• _Dataset rows_:
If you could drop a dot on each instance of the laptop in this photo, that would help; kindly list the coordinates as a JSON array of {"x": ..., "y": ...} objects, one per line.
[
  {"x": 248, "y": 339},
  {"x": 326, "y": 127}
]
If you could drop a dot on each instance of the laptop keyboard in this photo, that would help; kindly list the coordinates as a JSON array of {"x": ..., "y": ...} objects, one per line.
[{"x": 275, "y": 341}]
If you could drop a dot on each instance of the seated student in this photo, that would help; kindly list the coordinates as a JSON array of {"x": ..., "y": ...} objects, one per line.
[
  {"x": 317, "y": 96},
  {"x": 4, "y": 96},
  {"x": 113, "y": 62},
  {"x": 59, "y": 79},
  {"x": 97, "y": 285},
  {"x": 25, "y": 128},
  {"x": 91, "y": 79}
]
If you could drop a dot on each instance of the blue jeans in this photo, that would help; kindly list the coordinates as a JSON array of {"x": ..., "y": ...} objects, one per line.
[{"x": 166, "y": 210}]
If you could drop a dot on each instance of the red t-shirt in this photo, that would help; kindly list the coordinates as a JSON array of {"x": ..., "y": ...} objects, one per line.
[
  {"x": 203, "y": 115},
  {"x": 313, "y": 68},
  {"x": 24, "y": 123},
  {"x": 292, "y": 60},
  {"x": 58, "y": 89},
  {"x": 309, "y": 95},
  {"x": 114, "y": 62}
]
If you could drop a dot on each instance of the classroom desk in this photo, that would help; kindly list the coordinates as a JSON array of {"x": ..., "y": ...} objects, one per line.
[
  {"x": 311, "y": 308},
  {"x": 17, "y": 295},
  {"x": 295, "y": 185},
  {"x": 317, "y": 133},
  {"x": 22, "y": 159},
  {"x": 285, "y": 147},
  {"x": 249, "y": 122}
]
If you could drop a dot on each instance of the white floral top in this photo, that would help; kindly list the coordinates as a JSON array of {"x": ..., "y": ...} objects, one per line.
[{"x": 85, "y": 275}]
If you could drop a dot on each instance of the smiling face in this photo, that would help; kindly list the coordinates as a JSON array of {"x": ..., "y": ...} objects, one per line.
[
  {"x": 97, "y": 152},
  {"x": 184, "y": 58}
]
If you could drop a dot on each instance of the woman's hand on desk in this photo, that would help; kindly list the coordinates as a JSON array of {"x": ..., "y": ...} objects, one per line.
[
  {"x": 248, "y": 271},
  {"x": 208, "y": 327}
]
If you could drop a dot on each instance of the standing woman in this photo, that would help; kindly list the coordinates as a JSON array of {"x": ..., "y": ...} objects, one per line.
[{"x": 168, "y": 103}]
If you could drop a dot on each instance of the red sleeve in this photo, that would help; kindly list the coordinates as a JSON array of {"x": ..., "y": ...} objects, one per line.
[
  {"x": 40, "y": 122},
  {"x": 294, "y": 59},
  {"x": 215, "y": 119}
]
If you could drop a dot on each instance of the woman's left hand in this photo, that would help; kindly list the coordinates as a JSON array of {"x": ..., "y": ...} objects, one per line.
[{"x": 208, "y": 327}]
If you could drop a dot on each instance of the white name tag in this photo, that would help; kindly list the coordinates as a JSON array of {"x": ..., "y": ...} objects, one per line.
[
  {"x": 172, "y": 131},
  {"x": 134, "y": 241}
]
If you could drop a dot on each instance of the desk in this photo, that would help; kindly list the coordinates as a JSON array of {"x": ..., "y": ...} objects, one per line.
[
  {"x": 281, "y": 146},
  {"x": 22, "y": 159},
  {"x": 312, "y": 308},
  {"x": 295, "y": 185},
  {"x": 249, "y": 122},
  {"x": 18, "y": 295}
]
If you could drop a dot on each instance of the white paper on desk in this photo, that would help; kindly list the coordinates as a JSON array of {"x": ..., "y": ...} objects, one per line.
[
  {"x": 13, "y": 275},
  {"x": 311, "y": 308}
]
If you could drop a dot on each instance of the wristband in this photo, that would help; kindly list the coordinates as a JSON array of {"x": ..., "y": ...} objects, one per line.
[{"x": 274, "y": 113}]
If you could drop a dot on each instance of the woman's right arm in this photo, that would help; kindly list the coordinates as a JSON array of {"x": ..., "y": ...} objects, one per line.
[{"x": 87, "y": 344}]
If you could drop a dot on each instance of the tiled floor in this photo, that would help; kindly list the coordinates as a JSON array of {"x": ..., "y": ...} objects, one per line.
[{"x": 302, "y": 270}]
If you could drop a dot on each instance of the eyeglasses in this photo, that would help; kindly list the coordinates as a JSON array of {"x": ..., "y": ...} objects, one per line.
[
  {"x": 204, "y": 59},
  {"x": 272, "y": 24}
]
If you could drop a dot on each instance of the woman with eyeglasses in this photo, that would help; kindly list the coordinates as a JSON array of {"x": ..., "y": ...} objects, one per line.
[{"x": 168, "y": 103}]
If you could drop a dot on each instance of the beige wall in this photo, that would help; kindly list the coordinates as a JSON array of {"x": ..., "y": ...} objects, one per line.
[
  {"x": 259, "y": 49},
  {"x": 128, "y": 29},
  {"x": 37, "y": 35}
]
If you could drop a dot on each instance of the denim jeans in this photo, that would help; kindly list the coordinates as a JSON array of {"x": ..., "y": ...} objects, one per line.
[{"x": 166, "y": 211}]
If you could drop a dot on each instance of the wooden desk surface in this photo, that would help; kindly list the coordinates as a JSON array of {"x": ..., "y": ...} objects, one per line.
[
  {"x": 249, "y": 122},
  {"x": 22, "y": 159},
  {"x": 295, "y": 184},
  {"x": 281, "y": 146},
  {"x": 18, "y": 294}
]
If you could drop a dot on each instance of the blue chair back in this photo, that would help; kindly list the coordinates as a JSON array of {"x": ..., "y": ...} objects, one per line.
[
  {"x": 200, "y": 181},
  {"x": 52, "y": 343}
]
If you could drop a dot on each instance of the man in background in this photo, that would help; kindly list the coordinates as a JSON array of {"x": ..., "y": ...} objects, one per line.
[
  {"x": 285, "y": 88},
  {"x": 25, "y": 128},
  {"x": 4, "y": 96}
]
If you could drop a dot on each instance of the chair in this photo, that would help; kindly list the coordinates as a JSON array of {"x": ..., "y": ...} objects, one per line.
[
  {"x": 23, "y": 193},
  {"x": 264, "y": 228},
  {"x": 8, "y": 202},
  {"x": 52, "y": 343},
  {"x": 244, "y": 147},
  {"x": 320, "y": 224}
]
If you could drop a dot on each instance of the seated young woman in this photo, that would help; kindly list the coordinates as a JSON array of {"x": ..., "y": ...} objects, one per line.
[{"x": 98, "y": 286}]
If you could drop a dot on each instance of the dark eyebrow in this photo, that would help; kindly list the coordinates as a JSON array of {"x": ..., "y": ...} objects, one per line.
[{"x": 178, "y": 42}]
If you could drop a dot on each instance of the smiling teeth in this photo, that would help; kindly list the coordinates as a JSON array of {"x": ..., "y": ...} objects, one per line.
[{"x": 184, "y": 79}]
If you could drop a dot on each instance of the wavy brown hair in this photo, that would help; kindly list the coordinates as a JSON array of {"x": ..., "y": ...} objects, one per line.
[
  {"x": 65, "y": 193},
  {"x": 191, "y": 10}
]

• _GIVEN PROBLEM_:
Give back exactly the lines that run from the line with "of the dark" through the close of the material, counting both ends, and nothing more.

• _WRITTEN REPLY_:
If you could drop a dot on each instance of the dark eyebrow in this photo, that would help; kindly list the coordinates as a JSON array of {"x": ..., "y": ...} objects, one per line.
[{"x": 178, "y": 42}]
If you could drop a dot on each instance of the smiling teeth in this photo, that would help; kindly list the coordinates as a JSON array of {"x": ..., "y": ...} objects, one per line.
[{"x": 184, "y": 79}]
If you could drop a dot on each instance of the wavy brown hair in this photo, that would help; kindly list the coordinates as a JSON array of {"x": ..., "y": ...} objects, one per line.
[
  {"x": 65, "y": 193},
  {"x": 191, "y": 10}
]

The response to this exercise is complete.